Task requirements
In full and without deviation, write out the entries that follow.

-- Start Material shown --

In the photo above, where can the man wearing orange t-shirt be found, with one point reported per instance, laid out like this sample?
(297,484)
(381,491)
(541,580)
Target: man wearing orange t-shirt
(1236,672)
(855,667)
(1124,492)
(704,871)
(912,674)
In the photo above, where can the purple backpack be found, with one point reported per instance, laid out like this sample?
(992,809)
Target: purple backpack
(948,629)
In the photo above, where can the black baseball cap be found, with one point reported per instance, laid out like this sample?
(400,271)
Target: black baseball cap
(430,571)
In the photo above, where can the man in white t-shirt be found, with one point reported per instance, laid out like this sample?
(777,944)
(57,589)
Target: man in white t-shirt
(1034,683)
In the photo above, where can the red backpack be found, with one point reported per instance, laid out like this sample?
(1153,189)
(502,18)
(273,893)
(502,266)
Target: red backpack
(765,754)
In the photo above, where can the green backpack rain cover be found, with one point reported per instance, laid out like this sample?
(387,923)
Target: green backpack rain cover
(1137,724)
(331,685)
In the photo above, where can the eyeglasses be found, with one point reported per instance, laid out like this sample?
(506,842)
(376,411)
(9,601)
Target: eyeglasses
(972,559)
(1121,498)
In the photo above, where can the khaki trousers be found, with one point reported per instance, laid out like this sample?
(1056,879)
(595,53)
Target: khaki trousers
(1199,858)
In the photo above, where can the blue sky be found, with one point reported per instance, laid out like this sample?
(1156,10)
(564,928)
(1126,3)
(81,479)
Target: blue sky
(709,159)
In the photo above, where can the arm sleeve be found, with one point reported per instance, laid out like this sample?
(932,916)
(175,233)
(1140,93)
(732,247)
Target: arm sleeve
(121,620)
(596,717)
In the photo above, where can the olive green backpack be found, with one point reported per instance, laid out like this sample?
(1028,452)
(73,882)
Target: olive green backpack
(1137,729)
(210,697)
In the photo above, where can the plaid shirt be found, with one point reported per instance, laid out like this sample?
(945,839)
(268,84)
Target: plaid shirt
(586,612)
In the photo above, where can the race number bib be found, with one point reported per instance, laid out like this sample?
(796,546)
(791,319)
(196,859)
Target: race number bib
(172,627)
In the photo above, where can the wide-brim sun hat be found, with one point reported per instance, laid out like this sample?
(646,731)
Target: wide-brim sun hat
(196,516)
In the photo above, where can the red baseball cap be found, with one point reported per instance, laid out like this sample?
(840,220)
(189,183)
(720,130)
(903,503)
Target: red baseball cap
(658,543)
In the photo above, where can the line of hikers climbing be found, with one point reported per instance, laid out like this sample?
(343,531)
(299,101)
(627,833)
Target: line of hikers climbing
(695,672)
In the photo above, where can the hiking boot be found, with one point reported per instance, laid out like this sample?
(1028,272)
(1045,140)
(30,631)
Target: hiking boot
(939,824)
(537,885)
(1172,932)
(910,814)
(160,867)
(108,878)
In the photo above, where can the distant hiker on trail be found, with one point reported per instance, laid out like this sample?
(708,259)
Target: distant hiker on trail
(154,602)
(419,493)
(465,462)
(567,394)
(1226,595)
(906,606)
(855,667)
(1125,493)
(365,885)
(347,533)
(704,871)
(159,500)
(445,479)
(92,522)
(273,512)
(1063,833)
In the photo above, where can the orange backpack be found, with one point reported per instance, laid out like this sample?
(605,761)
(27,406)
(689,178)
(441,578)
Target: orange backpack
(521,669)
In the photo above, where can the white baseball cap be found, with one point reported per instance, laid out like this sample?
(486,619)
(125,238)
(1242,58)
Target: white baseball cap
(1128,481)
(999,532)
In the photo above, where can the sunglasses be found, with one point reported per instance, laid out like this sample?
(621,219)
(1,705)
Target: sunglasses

-- End Material shown --

Completed exercise
In the photo above, where can the man wearing orange t-shirt be found, with one point reported per instance, laid out like this sample?
(297,484)
(381,491)
(541,580)
Target: man wearing orange t-shirt
(1236,672)
(855,667)
(1124,492)
(704,871)
(912,674)
In the photo above, where can the purple backpack be found, with one point reported per instance, laid out like this sample?
(992,809)
Target: purple backpack
(948,629)
In the photo above, where can the black baseball cap be found, with one point reported per instance, laid out like this sample?
(400,271)
Target: black baseball cap
(430,571)
In the photo above, where can the man in white t-shirt be found, with one point reported per instance, laid out like this sample?
(777,944)
(57,589)
Target: man in white t-shirt
(1034,683)
In the photo above, where can the red backpack be found, with one point reported per instance, laid out like this sample?
(1153,189)
(502,18)
(273,893)
(502,266)
Target: red backpack
(765,754)
In the photo above, where can the green backpack rain cover be found, with one point reported per instance, laid out like this sample?
(387,923)
Target: green backpack rain cover
(1137,724)
(331,685)
In the photo above, where can the eyeglasses be found, with one point reported per instance, laid out like this sample?
(506,842)
(376,411)
(9,601)
Target: eyeglasses
(972,559)
(1121,498)
In the photo above, where can the khaki trousers be found, with one point reported per instance, laid out like this sample?
(1056,879)
(595,53)
Target: khaki trousers
(1199,858)
In the photo above, where can the blue sky be found, with one point reported per instance, laid out like this sample?
(1156,10)
(564,928)
(1126,3)
(81,479)
Target: blue sky
(709,159)
In the photo above, where can the arm sleeve be found, with one point reported per instance, laid out like this sample?
(932,916)
(175,233)
(1140,93)
(732,247)
Target: arm sleeve
(121,620)
(596,717)
In the photo above, where can the olive green backpack be found, with one point reported per instance, laid out like this sample?
(1028,452)
(73,882)
Target: olive green backpack
(1137,729)
(210,697)
In the photo above, where can the plaid shirt be found, with one point reported per instance, laid out like this sample?
(945,839)
(268,84)
Target: plaid shirt
(586,612)
In the photo above, where can the race number bib be found, with one point reported per instance, laid out like this sample?
(796,546)
(791,319)
(196,859)
Target: race number bib
(172,627)
In the photo above, where can the wide-brim sun hat be found, with one point reported per instance, laid out like this sample?
(646,731)
Target: wide-brim sun hat
(196,516)
In the photo above, where can the red baseball cap be found, with one point reported per instance, laid out like this sample?
(840,220)
(189,183)
(720,130)
(903,503)
Target: red baseball cap
(658,543)
In the photo above, where can the line of hikers climbing be found, with one point reported per instance, laid out like this sample?
(343,531)
(299,101)
(627,833)
Target: line of hikers climbing
(695,672)
In the photo above, where can the hiking boot be found, with one point reported per instance, laid out like this sample?
(1028,272)
(1045,140)
(30,631)
Target: hiking boot
(939,824)
(537,885)
(1172,932)
(910,814)
(160,867)
(108,878)
In the photo above, where can the distant hiker on trail be found, with one point reported per instance, laid out like this sample?
(708,259)
Target: distant hiker on trail
(154,602)
(419,493)
(465,462)
(567,394)
(1226,595)
(906,606)
(855,667)
(1125,493)
(365,885)
(347,533)
(704,871)
(159,500)
(445,479)
(92,522)
(273,512)
(1063,833)
In the photo above, where can the orange backpack be found, with one point reported per instance, laid out like this sample?
(605,761)
(27,406)
(689,178)
(441,578)
Target: orange backpack
(521,669)
In the photo above, where can the white baseball cap be found, with one point reported per instance, laid out like this sample?
(486,619)
(125,238)
(1242,58)
Target: white baseball cap
(1128,481)
(999,532)
In the photo above, where can the sunglasses be found, with one point reported per instance, laid out like this sample?
(621,219)
(1,705)
Target: sunglasses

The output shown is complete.